* **Your instructions**: In the records below, find the line containing "Might I trouble you for the coordinates of the white countertop"; give it again exactly, along with every line that follows, and nothing else.

* **Given records**:
==========

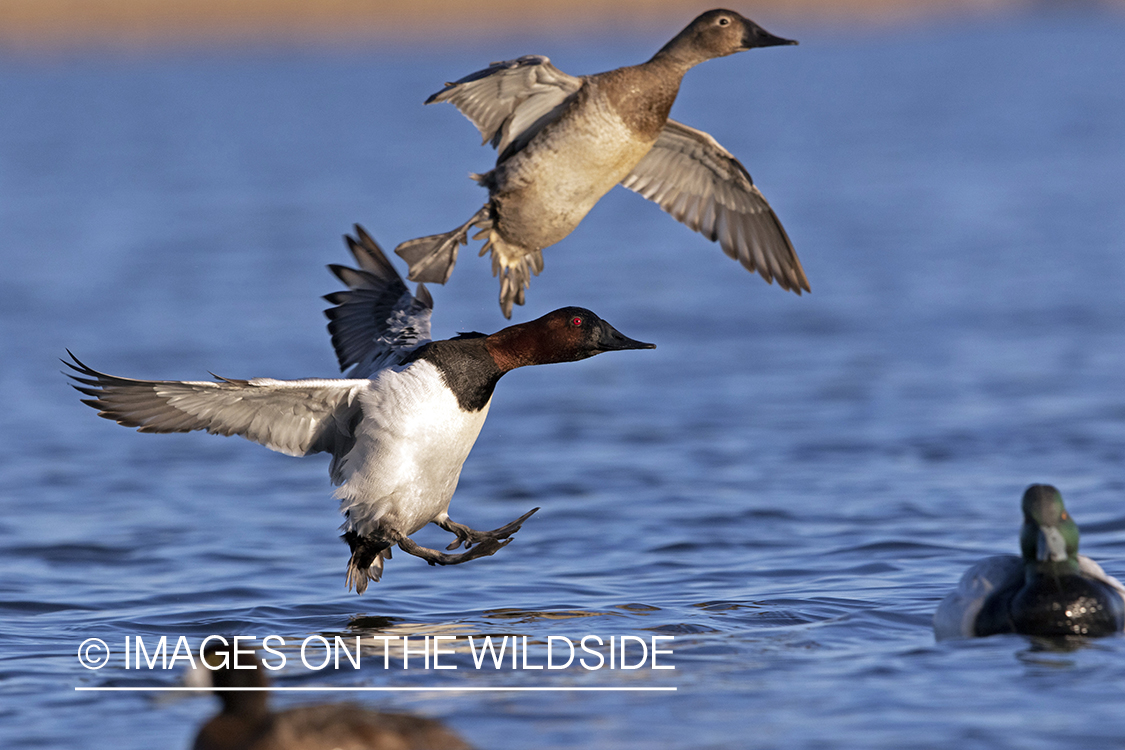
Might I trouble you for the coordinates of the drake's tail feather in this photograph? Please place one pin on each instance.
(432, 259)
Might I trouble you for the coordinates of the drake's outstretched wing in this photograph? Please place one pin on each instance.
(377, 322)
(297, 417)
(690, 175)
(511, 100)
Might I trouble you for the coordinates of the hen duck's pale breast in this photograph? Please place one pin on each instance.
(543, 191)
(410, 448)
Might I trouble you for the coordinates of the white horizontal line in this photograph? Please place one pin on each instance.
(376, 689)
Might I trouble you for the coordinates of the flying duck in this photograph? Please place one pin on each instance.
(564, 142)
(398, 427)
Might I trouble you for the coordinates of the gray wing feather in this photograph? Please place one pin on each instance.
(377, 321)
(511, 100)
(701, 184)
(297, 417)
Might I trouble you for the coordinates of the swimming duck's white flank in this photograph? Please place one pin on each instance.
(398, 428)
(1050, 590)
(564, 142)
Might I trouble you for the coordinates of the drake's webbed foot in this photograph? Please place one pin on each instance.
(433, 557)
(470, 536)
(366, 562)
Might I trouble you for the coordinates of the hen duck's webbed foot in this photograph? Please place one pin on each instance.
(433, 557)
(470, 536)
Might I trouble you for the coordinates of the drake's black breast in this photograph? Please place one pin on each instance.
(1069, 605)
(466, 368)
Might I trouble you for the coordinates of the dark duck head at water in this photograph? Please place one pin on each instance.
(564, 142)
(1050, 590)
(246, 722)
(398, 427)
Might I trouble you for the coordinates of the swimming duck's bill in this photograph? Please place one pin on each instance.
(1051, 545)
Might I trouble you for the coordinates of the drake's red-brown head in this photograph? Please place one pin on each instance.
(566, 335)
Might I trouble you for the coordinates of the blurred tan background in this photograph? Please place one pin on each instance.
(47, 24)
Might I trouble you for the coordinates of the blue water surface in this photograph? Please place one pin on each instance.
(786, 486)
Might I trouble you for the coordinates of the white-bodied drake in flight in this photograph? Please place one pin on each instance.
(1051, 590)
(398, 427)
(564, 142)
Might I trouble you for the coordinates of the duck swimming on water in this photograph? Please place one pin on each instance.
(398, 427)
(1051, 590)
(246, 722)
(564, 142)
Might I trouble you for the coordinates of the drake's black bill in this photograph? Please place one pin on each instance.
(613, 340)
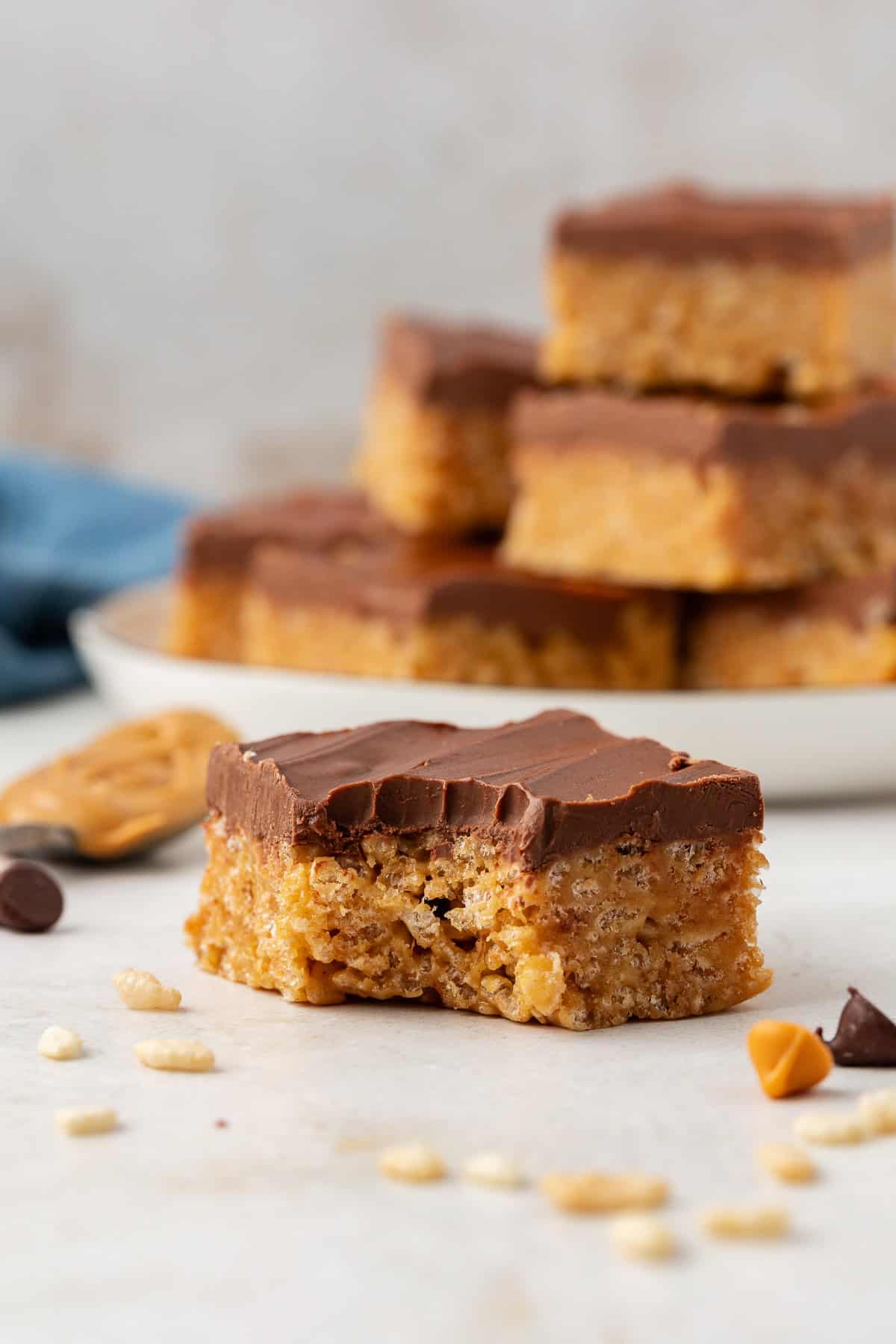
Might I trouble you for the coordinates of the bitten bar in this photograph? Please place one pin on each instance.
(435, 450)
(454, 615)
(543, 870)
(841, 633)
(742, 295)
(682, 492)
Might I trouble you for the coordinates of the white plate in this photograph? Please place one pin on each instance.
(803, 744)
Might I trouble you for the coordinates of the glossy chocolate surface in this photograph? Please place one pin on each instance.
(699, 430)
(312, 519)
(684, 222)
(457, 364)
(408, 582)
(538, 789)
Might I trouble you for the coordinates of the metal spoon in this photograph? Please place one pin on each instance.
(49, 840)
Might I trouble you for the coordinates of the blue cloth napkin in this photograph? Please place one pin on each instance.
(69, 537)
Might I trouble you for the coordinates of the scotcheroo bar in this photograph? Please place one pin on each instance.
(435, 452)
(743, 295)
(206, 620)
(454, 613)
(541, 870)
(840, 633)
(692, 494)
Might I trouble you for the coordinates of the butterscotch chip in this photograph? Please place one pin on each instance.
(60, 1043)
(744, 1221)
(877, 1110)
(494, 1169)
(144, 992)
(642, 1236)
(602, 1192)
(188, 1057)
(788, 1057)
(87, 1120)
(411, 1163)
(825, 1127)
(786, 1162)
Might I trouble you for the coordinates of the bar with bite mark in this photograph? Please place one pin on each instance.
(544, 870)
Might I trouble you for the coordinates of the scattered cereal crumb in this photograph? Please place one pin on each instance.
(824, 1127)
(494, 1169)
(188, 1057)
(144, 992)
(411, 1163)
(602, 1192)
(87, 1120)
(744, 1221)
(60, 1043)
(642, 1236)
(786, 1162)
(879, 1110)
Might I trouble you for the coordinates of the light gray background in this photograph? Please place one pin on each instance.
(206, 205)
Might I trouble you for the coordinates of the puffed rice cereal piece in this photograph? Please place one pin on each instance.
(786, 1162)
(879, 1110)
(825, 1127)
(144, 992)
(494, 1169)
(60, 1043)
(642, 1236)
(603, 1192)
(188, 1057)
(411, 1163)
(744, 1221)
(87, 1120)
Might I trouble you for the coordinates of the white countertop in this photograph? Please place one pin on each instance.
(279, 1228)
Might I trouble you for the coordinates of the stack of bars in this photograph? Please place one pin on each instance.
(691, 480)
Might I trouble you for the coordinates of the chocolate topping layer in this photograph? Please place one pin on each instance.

==========

* **Response to the exercise**:
Might I trouble you for the coordinates of the white countertop in this photograph? Please place one pin on each instance.
(279, 1228)
Might I trouble you for the coordinates of the stack of bars in this photograph? Please place one pin on each instance.
(691, 480)
Might I trouble you for the coordinates of the chocolate topping layer in this photograph? Please place one pin on each instance.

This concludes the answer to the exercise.